-- Start --
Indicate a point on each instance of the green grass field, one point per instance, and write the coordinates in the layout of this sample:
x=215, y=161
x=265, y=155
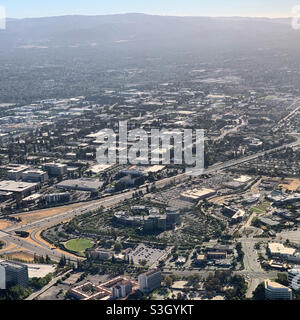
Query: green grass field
x=78, y=245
-- End --
(SHORT PROBLEM):
Count the lines in the records above that contain the word "grass", matching case exactly, and reply with the number alone.

(ANSWER):
2